=== EXCERPT ===
Sissimut-icehestar said:


> hahaha :lol: When im on here im pretty much always on a converter website too !


i've got a converter on my phone which i use and i go on the converter websites too


----------



## Britt (Apr 15, 2008)

I'm 5"7

Gypsie is 15.1 hands

Dakota should mature to at least 15 hands (he's 14.3 hands currently)


----------



## my2geldings (Feb 18, 2008)

I'm 5'5 (120-125lbs) with a small/mediumish frame. My one horse should be a solid 16'2 to 16'3 and the other will be around 16hh.


----------



## Abby (Nov 26, 2007)

I'm 5' tall and my horse is 15.3. 

My horse is 63" Tall.
I am 60" Tall.


----------



## my2geldings (Feb 18, 2008)

The last few horses I have owned have been:
15'2 hh
16'3 hh
16'2 hh
16'2 hh

My mare should be 16'3++ hh and my boy should be a solid 16hh minimum. Hard to tell at this point.


----------



## buckaroo2010 (Nov 7, 2007)

Im 5'3 and my horse is 14 hands


----------



## Dumas'_Grrrl (Apr 2, 2008)

FehrGroundRanch said:


> I'm 5 feet even and my horses are between 14 2hh and 15 hh. I've owned horses over 15hh and they are to tall for me. I have super short legs so once they get over that height it gets really hard for me to get my leg into the stirrup.


LOL... When I have the stirups adjusted right for me... Its all I can do to haul my butt up in the saddle... If Dumas was even a couple inches taller I'd have to get a step stool!


----------



## Vidaloco (Sep 14, 2007)

I'm 5'8" and Vida is around 15 hands maybe a little under. I look like I'm riding a pony but I really don't care. I like being closer to the ground :lol:


----------



## Dave (Nov 4, 2007)

*tall horses*

Hey ya all im 5.11 and my horses are from 13.2 to 172 mustangs are both in the 14 to 15 hh and my mare is 14.3 but she carrys me better the the 16. hh QT horse does but that is because the mustangs are stout and years of sellection has made them that way . the TWH. mare is the big girl and somedays this 60 yr old can step rt in the saddle and somedays i need an elevator to get to the stirrup on her . fact is im makeing a rope ladder for the days this body says its to sore and tired to step that high really i am saw it on a movie so going to try it cant hurt maybe help me some


----------



## my2geldings (Feb 18, 2008)

Nothing with smaller horses! After I had my bad fall I rode a friend's pony for months. He was the best little horse. He was a morgan cross and only 14'1hh-14'2hh.


----------



## xoLivxo (Dec 27, 2007)

here are my horses and horses i ride everyday and such

my height 4'11....yes i might be part gnome haha

15.2

16.3

16.2

17

17.1

14.1

14.2

13. 2

and even a 18 hand horse :] a really, really, quiet 18 hand horse haha


----------



## Annie54 (Dec 9, 2010)
=== DATA ROWS ===
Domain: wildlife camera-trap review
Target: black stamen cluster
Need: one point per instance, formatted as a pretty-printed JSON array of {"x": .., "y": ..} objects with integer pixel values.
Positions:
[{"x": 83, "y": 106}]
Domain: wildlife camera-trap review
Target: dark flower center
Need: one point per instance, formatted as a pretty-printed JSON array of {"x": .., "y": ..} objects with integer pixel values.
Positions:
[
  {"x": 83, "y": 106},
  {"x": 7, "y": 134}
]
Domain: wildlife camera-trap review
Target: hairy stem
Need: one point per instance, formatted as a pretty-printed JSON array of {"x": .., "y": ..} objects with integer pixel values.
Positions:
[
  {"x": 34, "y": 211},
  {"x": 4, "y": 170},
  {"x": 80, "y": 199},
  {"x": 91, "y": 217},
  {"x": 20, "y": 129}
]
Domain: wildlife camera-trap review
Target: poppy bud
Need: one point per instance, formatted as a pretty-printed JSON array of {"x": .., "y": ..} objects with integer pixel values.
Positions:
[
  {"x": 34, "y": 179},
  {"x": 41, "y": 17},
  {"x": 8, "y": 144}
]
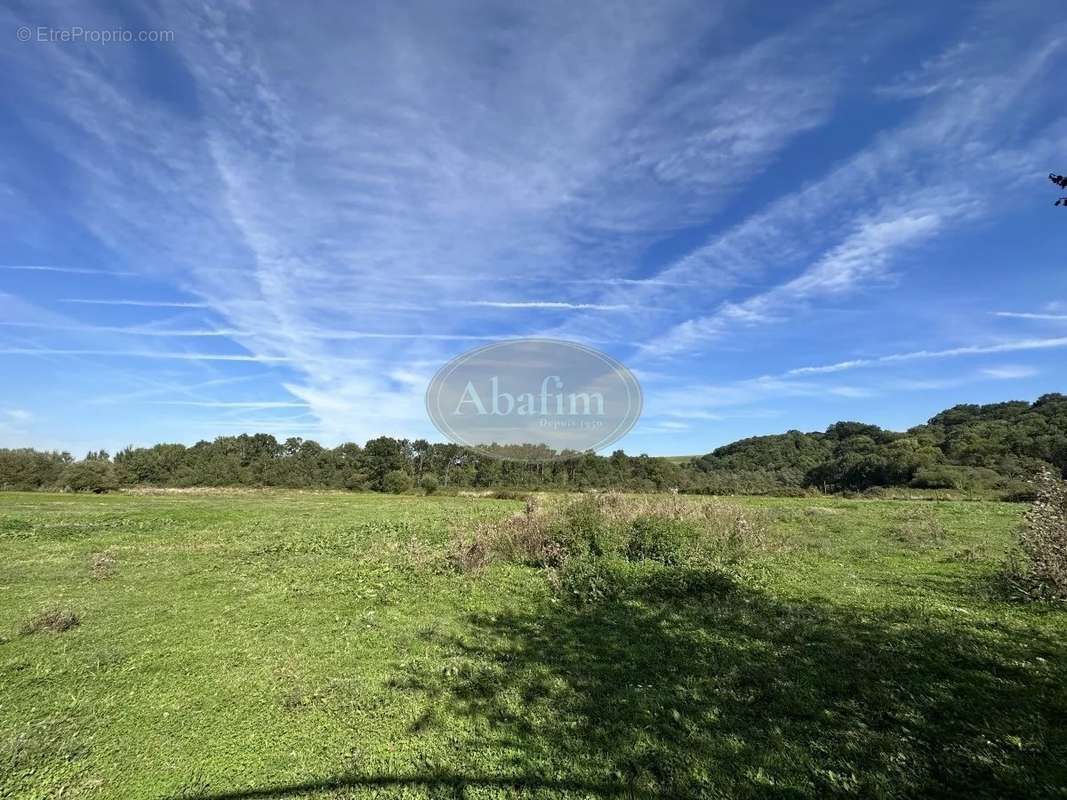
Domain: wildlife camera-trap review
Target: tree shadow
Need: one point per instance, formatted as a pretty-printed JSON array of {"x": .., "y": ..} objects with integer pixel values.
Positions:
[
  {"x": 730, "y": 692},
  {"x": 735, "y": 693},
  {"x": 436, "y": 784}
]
===
=== DATA ROWS ===
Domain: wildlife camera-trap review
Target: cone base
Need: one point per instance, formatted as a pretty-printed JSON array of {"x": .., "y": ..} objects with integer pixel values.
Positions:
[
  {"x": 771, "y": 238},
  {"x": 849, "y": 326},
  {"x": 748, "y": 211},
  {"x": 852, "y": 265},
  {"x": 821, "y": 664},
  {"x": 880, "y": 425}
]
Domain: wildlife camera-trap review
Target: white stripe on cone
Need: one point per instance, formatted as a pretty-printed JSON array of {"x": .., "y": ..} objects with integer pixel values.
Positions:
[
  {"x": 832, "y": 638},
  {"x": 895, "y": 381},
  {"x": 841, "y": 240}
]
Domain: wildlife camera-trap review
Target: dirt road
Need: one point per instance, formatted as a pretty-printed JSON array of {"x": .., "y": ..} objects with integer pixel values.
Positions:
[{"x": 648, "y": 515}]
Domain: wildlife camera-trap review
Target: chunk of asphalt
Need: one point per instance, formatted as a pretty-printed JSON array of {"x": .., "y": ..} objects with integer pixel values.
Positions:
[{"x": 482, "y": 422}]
===
=== DATA ROWS ===
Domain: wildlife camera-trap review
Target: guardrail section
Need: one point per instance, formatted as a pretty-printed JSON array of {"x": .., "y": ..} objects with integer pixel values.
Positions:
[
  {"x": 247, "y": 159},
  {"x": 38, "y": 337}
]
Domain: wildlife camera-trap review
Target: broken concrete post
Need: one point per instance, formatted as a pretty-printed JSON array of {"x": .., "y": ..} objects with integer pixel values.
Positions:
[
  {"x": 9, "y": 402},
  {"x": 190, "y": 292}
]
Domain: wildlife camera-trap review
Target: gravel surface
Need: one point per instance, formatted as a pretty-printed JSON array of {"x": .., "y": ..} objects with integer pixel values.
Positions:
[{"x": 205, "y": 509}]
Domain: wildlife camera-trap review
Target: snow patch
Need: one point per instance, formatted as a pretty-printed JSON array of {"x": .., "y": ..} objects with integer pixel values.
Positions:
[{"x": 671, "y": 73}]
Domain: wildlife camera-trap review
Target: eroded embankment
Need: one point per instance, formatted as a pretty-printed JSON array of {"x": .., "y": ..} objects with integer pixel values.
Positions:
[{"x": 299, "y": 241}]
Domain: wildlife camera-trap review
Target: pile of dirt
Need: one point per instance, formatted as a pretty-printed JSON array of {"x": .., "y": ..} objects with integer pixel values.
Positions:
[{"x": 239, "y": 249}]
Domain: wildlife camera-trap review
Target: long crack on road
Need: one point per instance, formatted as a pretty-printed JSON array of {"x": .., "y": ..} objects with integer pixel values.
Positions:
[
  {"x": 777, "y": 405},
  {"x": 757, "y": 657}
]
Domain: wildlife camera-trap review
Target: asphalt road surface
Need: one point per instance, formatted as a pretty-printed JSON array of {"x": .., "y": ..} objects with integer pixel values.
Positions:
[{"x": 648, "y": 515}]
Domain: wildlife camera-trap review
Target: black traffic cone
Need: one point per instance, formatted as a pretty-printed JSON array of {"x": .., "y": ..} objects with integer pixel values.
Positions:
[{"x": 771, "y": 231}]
===
# WHAT TO WORK ON
A – In the horse-height thread, what height is given for Gypsie?
B – Please mark each statement yes or no according to the horse-height thread, and quote the deciding words: (i) Vidaloco minds looking like a pony rider. (ii) Dakota currently stands 14.3 hands. (iii) Abby's horse is 63 inches tall.
C – Using the horse-height thread, explain why FehrGroundRanch considers horses over 15hh too tall.

# RESPONSES PER TASK
A – 15.1 hands

B –
(i) No: "I look like I'm riding a pony but I really don't care."
(ii) Yes: "he's 14.3 hands currently"
(iii) Yes: "My horse is 63" Tall."

C – FehrGroundRanch has super short legs. On horses taller than that, it gets really hard to get a leg into the stirrup.